● Textauszug
──────

# taz.de -- Ägyptens Präsident Mursi: Angst vor neuem Diktator
       
       > Der ägyptische Präsident Mursi stattet sich selbst mit fast unbegrenzter
       > Macht aus und entzieht sich der Kontrolle der Justiz. Die Opposition ruft
       > zu Massenprotesten auf.
       
 (IMG) Bild: Anhänger Mursis feiern seine Entscheidungen in Kairo.
       
       KAIRO afp/dpa | Führende Oppositionelle in Ägypten haben zu landesweiten
       Protesten gegen Präsident Mohammed Mursis eigenmächtigen Ausbau seiner
       Macht aufgerufen. „Dies ist ein Coup gegen die Rechtmäßigkeit“, sagte Sameh
       Aschur, Chef der Anwaltsgewerkschaft, bei einer gemeinsamen Pressekonferenz
       mit den Oppositionspolitikern Mohamed ElBaradei und Amr Mussa am
       Donnerstagabend in Kairo. „Wir rufen alle Ägypter auf, am Freitag auf allen
       Plätzen Ägyptens zu demonstrieren“, fügte er hinzu. Die Regierungsgegner
       warfen Mursi die „Hinrichtung der Unabhängigkeit der Justiz“ vor.
       
       Mit einer Reihe von Verfassungszusätzen entzog er sich am Donnerstag
       effektiv jeglicher Kontrolle durch die Justiz und machte seine
       Entscheidungen als Staatschef für Gerichte unantastbar. Bis zum
       Inkrafttreten einer neuen Verfassung und der Wahl eines neuen Parlaments,
       die frühestens im kommenden Frühling stattfinden dürfte, kann gemäß Mursis
       Dekreten keine Anordnung des Präsidenten angefochten werden, weder von
       einem Gericht noch von anderen Instanzen.
       
       Mursi, der als Präsident bereits die Exekutivmacht innehält, fiel durch ein
       Gerichtsurteil kurz vor seinem Amtsantritt Ende Juni, mit dem das Unterhaus
       des Parlaments aufgelöst wurde, bereits die Kontrolle über die Legislative
       zu. Mit der dritten Staatsgewalt, der Judikative, hatte Mursi in den
       vergangenen Monaten immer wieder im Streit gelegen, muss sich ihr nun aber
       auch nicht mehr beugen.

──────

● Aufgaben und Übungen
• 1. Kopiere aus dem Artikel über Mursi wörtlich den Abschnitt von „Mit einer Reihe“ bis „von anderen Instanzen.“.
• 2. Beantworte zum Artikel über Mursi diese Fragen:
(a) Wer ist laut Artikel Chef der Anwaltsgewerkschaft?
(b) Wann dürfte die Wahl eines neuen Parlaments frühestens stattfinden?
(c) Wodurch wurde das Unterhaus des Parlaments aufgelöst?
• 3. Schreibe den Artikel über Mursi im Anschluss an seinen letzten Satz weiter.
Die Einträge haben mit dem Artikel über Mursi nichts zu tun.

──────

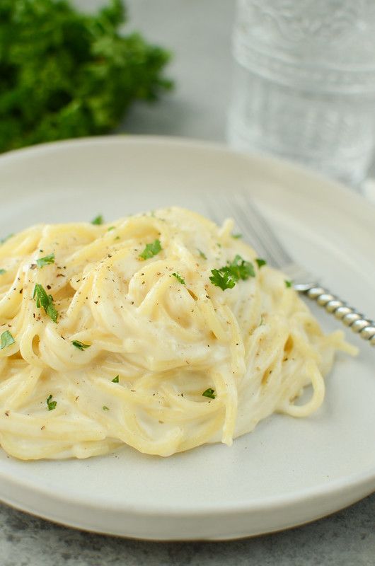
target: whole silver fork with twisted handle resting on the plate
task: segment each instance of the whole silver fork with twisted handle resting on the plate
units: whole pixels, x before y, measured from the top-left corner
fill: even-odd
[[[223,196],[218,198],[215,204],[207,203],[212,219],[217,222],[223,220],[223,207],[226,217],[231,216],[236,221],[244,238],[254,246],[260,257],[264,257],[270,265],[282,270],[292,279],[291,283],[296,291],[316,301],[325,308],[325,311],[350,327],[354,333],[368,340],[372,346],[375,345],[374,320],[367,318],[356,308],[348,306],[345,301],[331,294],[328,289],[321,287],[316,277],[297,264],[248,195],[243,193],[243,195],[232,195],[231,198]]]

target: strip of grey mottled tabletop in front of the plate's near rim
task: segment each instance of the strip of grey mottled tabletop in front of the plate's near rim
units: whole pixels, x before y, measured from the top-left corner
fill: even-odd
[[[224,543],[150,543],[0,507],[1,566],[373,566],[375,495],[311,525]]]

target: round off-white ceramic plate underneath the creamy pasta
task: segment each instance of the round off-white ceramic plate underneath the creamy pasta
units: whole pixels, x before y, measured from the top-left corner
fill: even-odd
[[[273,158],[195,141],[109,137],[0,158],[1,232],[90,220],[249,190],[297,259],[375,316],[375,209],[357,195]],[[339,323],[316,309],[327,329]],[[359,345],[327,379],[323,408],[275,415],[231,448],[171,458],[138,454],[20,462],[0,451],[0,499],[53,521],[150,539],[223,539],[311,521],[375,489],[375,350]]]

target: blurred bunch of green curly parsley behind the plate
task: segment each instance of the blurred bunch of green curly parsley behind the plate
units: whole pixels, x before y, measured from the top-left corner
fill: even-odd
[[[171,88],[170,54],[120,35],[124,22],[121,0],[94,16],[65,0],[0,1],[0,151],[103,134]]]

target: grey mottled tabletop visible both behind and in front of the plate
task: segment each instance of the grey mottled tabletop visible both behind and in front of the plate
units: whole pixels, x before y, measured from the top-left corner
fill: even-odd
[[[82,8],[100,0],[76,0]],[[233,0],[128,0],[132,27],[171,47],[174,93],[121,131],[225,141]],[[167,17],[168,16],[168,17]],[[242,541],[152,543],[57,526],[0,504],[0,566],[373,566],[375,494],[297,529]]]

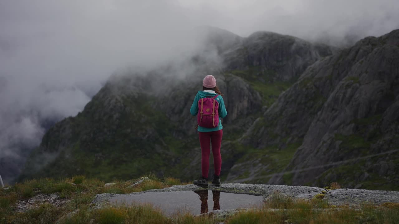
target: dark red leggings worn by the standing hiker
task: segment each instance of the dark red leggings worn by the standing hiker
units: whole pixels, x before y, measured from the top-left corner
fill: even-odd
[[[223,131],[199,132],[199,144],[201,144],[201,168],[202,176],[208,177],[209,171],[209,151],[212,142],[213,164],[215,165],[215,175],[220,176],[222,167],[222,157],[220,155],[220,145],[222,143]]]

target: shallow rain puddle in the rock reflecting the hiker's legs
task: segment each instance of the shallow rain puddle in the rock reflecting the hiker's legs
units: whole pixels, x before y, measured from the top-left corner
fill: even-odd
[[[115,204],[131,204],[134,202],[151,203],[159,206],[166,215],[178,210],[189,210],[193,215],[237,208],[252,208],[263,204],[262,196],[224,193],[220,191],[172,191],[147,192],[140,195],[119,195],[112,197]]]

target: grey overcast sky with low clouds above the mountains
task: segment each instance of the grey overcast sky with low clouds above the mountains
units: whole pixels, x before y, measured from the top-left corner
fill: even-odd
[[[397,0],[0,0],[0,158],[81,111],[115,70],[201,47],[198,27],[345,43],[399,28]]]

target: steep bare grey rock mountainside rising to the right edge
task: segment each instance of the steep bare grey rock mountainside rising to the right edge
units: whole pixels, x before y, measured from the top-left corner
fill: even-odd
[[[399,30],[306,69],[247,132],[256,147],[302,140],[269,183],[398,185]],[[271,133],[276,134],[271,134]],[[285,175],[285,177],[284,177]],[[358,185],[364,183],[364,185]]]

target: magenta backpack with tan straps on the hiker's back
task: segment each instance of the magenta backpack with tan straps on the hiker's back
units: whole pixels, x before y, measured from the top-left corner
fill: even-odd
[[[219,96],[211,98],[201,98],[198,100],[198,126],[203,128],[215,128],[219,126],[219,102],[215,99]]]

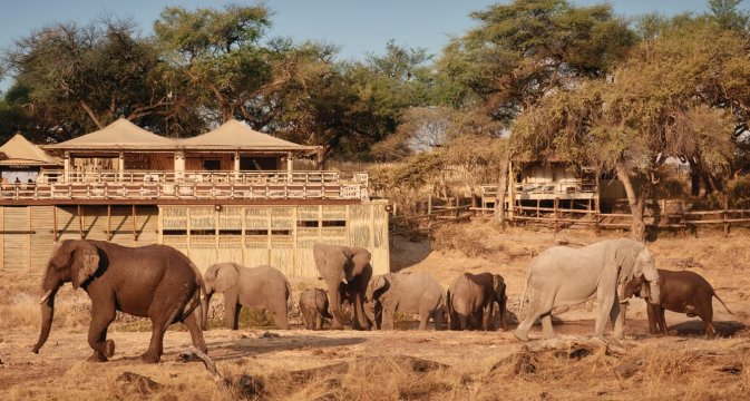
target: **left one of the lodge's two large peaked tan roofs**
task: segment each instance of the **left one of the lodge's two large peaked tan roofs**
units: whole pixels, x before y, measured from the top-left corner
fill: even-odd
[[[46,146],[49,149],[134,150],[175,149],[177,147],[176,140],[149,133],[125,118],[120,118],[97,131]]]

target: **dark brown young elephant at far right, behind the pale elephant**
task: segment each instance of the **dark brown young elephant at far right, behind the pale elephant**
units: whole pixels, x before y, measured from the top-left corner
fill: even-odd
[[[666,335],[666,321],[664,321],[664,310],[685,313],[690,317],[700,316],[705,324],[705,335],[713,339],[717,331],[713,329],[713,306],[712,296],[727,309],[723,301],[717,295],[705,278],[693,272],[672,272],[658,270],[659,287],[661,297],[659,304],[647,304],[649,331],[651,334],[659,332]],[[624,300],[631,296],[649,297],[649,285],[643,282],[643,277],[635,277],[625,284]],[[733,314],[733,313],[732,313]]]

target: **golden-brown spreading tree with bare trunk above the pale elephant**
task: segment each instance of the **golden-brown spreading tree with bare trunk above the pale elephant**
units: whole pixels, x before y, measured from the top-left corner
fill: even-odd
[[[669,157],[714,177],[729,174],[750,85],[742,43],[737,32],[705,23],[642,42],[610,79],[581,82],[525,110],[514,144],[529,155],[616,172],[633,215],[632,235],[643,241],[644,200]]]

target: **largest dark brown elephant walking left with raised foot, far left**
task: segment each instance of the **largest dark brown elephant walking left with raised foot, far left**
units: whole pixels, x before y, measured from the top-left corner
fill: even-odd
[[[49,336],[55,295],[68,282],[75,290],[86,291],[91,300],[90,362],[106,362],[115,353],[107,329],[117,311],[150,319],[150,345],[140,355],[143,362],[159,362],[164,333],[176,322],[185,323],[195,348],[207,351],[201,332],[203,281],[179,251],[166,245],[128,247],[105,241],[66,239],[52,248],[42,278],[41,331],[35,353]]]

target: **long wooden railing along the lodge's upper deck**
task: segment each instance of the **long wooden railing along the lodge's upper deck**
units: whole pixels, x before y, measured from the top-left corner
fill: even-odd
[[[368,175],[338,172],[68,172],[3,184],[0,198],[30,199],[367,199]]]

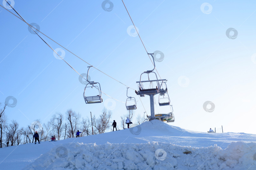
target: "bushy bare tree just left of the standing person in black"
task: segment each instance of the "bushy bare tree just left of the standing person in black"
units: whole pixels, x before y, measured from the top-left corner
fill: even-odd
[[[111,114],[112,112],[107,111],[107,109],[104,107],[100,118],[96,119],[95,116],[93,117],[93,126],[96,128],[95,134],[102,134],[107,128],[110,128],[109,119],[111,117]]]

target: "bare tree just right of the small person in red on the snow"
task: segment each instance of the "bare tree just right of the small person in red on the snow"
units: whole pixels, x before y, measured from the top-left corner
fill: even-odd
[[[62,130],[63,130],[63,115],[61,113],[55,113],[52,116],[52,128],[55,133],[58,135],[58,140],[60,140]]]

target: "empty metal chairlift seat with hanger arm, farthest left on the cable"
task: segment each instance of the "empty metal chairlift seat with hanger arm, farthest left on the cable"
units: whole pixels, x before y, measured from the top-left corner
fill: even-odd
[[[101,85],[100,83],[97,83],[97,82],[94,82],[94,81],[89,81],[88,80],[88,74],[89,74],[89,69],[91,68],[92,66],[88,66],[88,71],[87,71],[87,77],[86,77],[86,80],[89,82],[85,88],[84,88],[84,93],[83,93],[83,98],[84,98],[84,101],[86,104],[92,104],[92,103],[101,103],[103,100],[101,98]],[[88,89],[87,88],[96,88],[97,91],[98,91],[98,94],[99,95],[96,95],[96,96],[86,96],[85,95],[85,91],[87,91]],[[87,89],[87,90],[86,90]]]

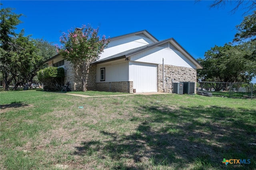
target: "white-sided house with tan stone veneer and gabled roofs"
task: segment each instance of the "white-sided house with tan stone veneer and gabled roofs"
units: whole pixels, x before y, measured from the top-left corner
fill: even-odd
[[[81,76],[61,55],[45,63],[64,67],[71,90],[82,90]],[[173,38],[158,41],[143,30],[110,39],[100,59],[92,63],[87,90],[171,92],[172,82],[196,82],[196,69],[201,68]]]

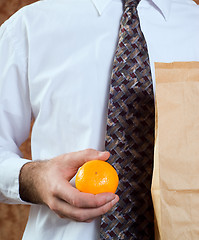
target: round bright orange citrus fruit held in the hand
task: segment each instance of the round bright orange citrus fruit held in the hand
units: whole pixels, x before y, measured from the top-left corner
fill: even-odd
[[[83,164],[76,175],[76,188],[85,193],[115,193],[119,178],[116,170],[107,162],[91,160]]]

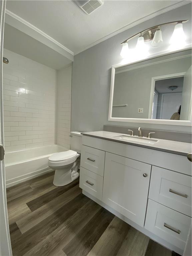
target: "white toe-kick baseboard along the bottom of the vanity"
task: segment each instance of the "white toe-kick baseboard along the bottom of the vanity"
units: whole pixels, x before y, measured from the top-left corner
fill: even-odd
[[[89,193],[87,193],[85,190],[82,191],[82,193],[89,197],[90,199],[92,199],[93,201],[95,201],[96,203],[98,203],[99,205],[101,205],[103,208],[105,208],[106,210],[108,210],[109,212],[113,213],[115,216],[117,216],[118,218],[120,218],[121,220],[125,221],[126,223],[128,223],[130,226],[134,227],[135,229],[137,229],[138,231],[140,231],[141,233],[143,233],[144,235],[148,236],[149,238],[151,238],[152,240],[154,240],[155,242],[157,242],[158,244],[163,245],[164,247],[168,248],[171,251],[174,251],[180,255],[183,255],[183,250],[179,249],[178,247],[170,244],[169,242],[165,241],[164,239],[154,235],[153,233],[151,233],[150,231],[148,231],[147,229],[145,229],[144,227],[139,226],[138,224],[136,224],[135,222],[133,222],[132,220],[126,218],[124,215],[122,215],[121,213],[117,212],[116,210],[114,210],[113,208],[111,208],[110,206],[106,205],[105,203],[103,203],[102,201],[100,201],[99,199],[97,199],[96,197],[90,195]]]

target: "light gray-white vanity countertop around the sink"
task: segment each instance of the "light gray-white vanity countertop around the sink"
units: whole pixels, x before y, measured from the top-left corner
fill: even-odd
[[[111,140],[116,141],[124,144],[144,147],[144,148],[150,148],[154,150],[164,151],[168,153],[178,154],[187,156],[189,152],[192,152],[192,144],[186,143],[186,142],[180,142],[180,141],[173,141],[173,140],[163,140],[163,139],[156,139],[158,140],[155,144],[146,144],[144,142],[137,142],[137,141],[125,141],[120,138],[114,138],[114,136],[118,135],[128,135],[128,134],[122,134],[117,132],[107,132],[107,131],[96,131],[96,132],[83,132],[82,133],[85,136],[91,136],[95,138],[105,139],[105,140]],[[135,136],[137,137],[137,136]],[[144,137],[145,138],[145,137]]]

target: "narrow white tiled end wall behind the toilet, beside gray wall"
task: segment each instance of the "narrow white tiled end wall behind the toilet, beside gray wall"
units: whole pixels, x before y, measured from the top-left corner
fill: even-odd
[[[57,71],[57,144],[70,149],[72,65]]]

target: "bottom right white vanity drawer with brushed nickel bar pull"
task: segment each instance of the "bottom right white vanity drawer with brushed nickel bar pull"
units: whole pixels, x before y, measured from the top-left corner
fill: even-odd
[[[181,250],[185,248],[191,217],[149,199],[145,228]]]

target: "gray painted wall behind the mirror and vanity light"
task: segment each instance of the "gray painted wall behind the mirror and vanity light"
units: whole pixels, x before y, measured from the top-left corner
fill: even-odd
[[[191,132],[191,127],[139,124],[108,121],[111,66],[122,61],[120,43],[135,33],[156,24],[189,19],[184,24],[187,37],[191,37],[191,4],[181,6],[153,19],[128,29],[100,44],[97,44],[74,57],[72,67],[72,115],[71,130],[96,131],[102,130],[104,124],[143,127],[172,131]],[[165,32],[172,32],[174,26],[166,26]],[[99,29],[99,28],[98,28]],[[168,41],[171,34],[164,36]],[[136,41],[133,40],[132,44]],[[133,45],[132,45],[133,46]],[[159,51],[155,48],[151,51]]]

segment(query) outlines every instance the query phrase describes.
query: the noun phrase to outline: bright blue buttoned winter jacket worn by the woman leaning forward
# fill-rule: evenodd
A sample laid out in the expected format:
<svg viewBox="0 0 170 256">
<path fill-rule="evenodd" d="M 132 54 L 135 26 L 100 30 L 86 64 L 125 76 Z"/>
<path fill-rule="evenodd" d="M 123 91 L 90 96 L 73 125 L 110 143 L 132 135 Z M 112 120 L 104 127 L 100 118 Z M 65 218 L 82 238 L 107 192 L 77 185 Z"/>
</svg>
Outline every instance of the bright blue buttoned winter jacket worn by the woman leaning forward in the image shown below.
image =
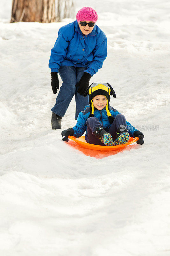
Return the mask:
<svg viewBox="0 0 170 256">
<path fill-rule="evenodd" d="M 59 29 L 58 37 L 49 60 L 51 72 L 60 66 L 87 67 L 93 76 L 107 57 L 107 39 L 103 31 L 94 26 L 89 35 L 83 36 L 77 20 Z"/>
</svg>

──────

● Lösungen
• 1.
Mit einer Reihe von Verfassungszusätzen entzog er sich am Donnerstag
       effektiv jeglicher Kontrolle durch die Justiz und machte seine
       Entscheidungen als Staatschef für Gerichte unantastbar. Bis zum
       Inkrafttreten einer neuen Verfassung und der Wahl eines neuen Parlaments,
       die frühestens im kommenden Frühling stattfinden dürfte, kann gemäß Mursis
       Dekreten keine Anordnung des Präsidenten angefochten werden, weder von
       einem Gericht noch von anderen Instanzen.

• 2.
(a) Sameh Aschur.
(b) Im kommenden Frühling.
(c) Durch ein Gerichtsurteil kurz vor Mursis Amtsantritt Ende Juni.

• 3.
       
       Sein Alleingang fällt in eine Zeit, in der Mursi international viel Lob für
       die erfolgreiche Vermittlung eines Waffenstillstands zwischen Israel und
       der Hamas bekommen hat.
       
       ## Immunität für Verfassungsgremium
       
       Außerdem verlieh Mursi auch der von seinen Islamisten dominierten
       Verfassunggebenden Versammlung Immunität vor einer möglichen, gerichtlich
       verfügten Auflösung. In der vergangenen Woche hatten sich mehrere liberale
       und christliche Mitglieder des Gremiums daraus zurückgezogen, weil Mursis
       Verbündeten versuchten, ein stark islamistisch geprägtes Dokument
       durchzusetzen, das Frauen und Christen benachteilige und persönliche
       Freiheiten einschränke.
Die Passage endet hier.